## PROBLEM
Reproduce the records below exactly, leaving out any pictures.
[ENTRIES PROVIDED — start]
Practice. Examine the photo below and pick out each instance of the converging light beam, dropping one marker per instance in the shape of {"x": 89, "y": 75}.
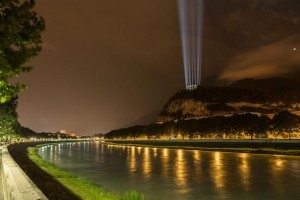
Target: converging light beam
{"x": 190, "y": 19}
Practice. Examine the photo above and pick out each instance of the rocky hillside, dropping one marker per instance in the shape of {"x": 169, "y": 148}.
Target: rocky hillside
{"x": 263, "y": 96}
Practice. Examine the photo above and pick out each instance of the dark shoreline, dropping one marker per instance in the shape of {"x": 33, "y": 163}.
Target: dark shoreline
{"x": 289, "y": 148}
{"x": 45, "y": 182}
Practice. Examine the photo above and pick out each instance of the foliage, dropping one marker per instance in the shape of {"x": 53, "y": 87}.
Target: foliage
{"x": 285, "y": 122}
{"x": 235, "y": 126}
{"x": 82, "y": 188}
{"x": 20, "y": 40}
{"x": 9, "y": 125}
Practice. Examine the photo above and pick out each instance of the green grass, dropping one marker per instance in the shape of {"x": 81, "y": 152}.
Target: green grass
{"x": 82, "y": 188}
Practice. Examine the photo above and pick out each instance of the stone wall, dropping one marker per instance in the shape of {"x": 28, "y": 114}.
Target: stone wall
{"x": 16, "y": 184}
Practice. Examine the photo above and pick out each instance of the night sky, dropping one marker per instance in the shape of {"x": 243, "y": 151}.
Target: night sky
{"x": 111, "y": 64}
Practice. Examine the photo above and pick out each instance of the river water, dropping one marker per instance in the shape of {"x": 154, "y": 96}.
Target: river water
{"x": 174, "y": 174}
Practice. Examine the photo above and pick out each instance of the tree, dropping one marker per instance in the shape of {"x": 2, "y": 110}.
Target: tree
{"x": 285, "y": 122}
{"x": 9, "y": 125}
{"x": 20, "y": 40}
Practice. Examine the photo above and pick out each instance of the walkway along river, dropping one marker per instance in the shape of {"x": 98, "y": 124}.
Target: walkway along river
{"x": 162, "y": 173}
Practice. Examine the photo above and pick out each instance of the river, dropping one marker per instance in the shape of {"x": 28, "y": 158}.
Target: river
{"x": 173, "y": 174}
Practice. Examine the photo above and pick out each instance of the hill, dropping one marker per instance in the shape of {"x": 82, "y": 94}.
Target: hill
{"x": 263, "y": 97}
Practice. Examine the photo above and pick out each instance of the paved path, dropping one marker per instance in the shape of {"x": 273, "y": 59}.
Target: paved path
{"x": 1, "y": 186}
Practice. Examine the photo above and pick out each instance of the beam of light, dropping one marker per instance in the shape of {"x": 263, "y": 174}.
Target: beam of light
{"x": 190, "y": 19}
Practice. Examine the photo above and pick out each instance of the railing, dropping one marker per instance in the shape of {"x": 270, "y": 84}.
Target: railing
{"x": 16, "y": 184}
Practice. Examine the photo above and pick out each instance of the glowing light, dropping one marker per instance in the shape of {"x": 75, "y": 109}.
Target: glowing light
{"x": 244, "y": 170}
{"x": 190, "y": 19}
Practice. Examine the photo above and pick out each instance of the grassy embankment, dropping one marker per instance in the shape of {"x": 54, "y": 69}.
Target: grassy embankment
{"x": 82, "y": 188}
{"x": 259, "y": 147}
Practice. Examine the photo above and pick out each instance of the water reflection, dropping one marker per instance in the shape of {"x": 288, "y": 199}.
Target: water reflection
[ENTRIES PROVIDED — finish]
## FINISHED EXERCISE
Practice. Examine the photo below and pick out each instance of the converging light beam, dropping one marker per instance in the shape of {"x": 89, "y": 75}.
Target: converging light beam
{"x": 190, "y": 19}
Practice. Examine the photo above and pick out each instance of the rocky hillside, dropping one marker per instance in the shape of {"x": 169, "y": 148}.
Target: rocky hillside
{"x": 263, "y": 96}
Practice. Examine the photo above and pick out each instance of the dark shoreline, dropping one marker per instance in the shape of {"x": 33, "y": 163}.
Target: dark shoreline
{"x": 289, "y": 148}
{"x": 45, "y": 182}
Practice. Examine the photo above and pick out each instance of the foliage, dropping one marker per instance in the shape of {"x": 53, "y": 87}.
Target: foliage
{"x": 285, "y": 122}
{"x": 235, "y": 126}
{"x": 82, "y": 188}
{"x": 20, "y": 40}
{"x": 9, "y": 125}
Practice. Examine the photo above and pick out each instance of the green grass, dropping one marker per instance in the shape of {"x": 81, "y": 152}.
Target: green grass
{"x": 82, "y": 188}
Practice. Examine the photo above and pick out each instance of the stone wall, dropping one marker per instance in the shape of {"x": 28, "y": 114}.
Target: stone wall
{"x": 16, "y": 184}
Practice. Examine the photo above and pick out each instance of the night sky, dropping one marker per instance in the shape of {"x": 243, "y": 151}.
Target: night sky
{"x": 111, "y": 64}
Practice. Examine the photo above and pick out each instance of the river water, dropping one marker per instance in the shape of {"x": 154, "y": 96}.
Target: river water
{"x": 174, "y": 174}
Practice. Examine the photo above and pick out each instance of the tree, dropping one marker per instance in the shape of {"x": 2, "y": 110}.
Target: tree
{"x": 285, "y": 122}
{"x": 9, "y": 125}
{"x": 20, "y": 40}
Practice. Examine the photo above and pick out each instance of the walkway along river, dropping one marker per instance in the shape of {"x": 98, "y": 124}.
Target: walkway along river
{"x": 162, "y": 173}
Practice. Examine the photo above and pick out each instance of the river, dropping one marker per instance in the shape of {"x": 28, "y": 158}.
Target: river
{"x": 173, "y": 174}
Practice. Examine the photo above and pick out each instance of the hill, dropping one marker per instance in the shape of {"x": 82, "y": 94}.
Target: hill
{"x": 263, "y": 97}
Practice. Examine the photo above and pick out each instance of the paved path, dropping one marker per instance in the shape of {"x": 273, "y": 59}.
Target: paved path
{"x": 1, "y": 186}
Practice. Examine the photo above and pick out each instance of the beam of light, dropping one marker per instance in the shape of {"x": 263, "y": 174}.
Target: beam of light
{"x": 190, "y": 19}
Practice. Examine the photo above and pick out each instance of the railing, dropping one marker per instance in the shape of {"x": 270, "y": 84}.
Target: railing
{"x": 16, "y": 184}
Practice. Examine the photo above and pick out each instance of the glowing light, dropping one marker per instance in the shape of {"x": 75, "y": 109}.
Target: glowing light
{"x": 244, "y": 170}
{"x": 190, "y": 19}
Practice. Examine the photo above and pick out each instance of the grassy embankment, dropping one marker per instance in the shape of {"x": 54, "y": 69}.
Target: grassy embankment
{"x": 82, "y": 188}
{"x": 259, "y": 147}
Practice. Examine the photo above and pick out each instance of the water reflection, dropping one marker per instance in the shape of {"x": 288, "y": 199}.
Target: water reflection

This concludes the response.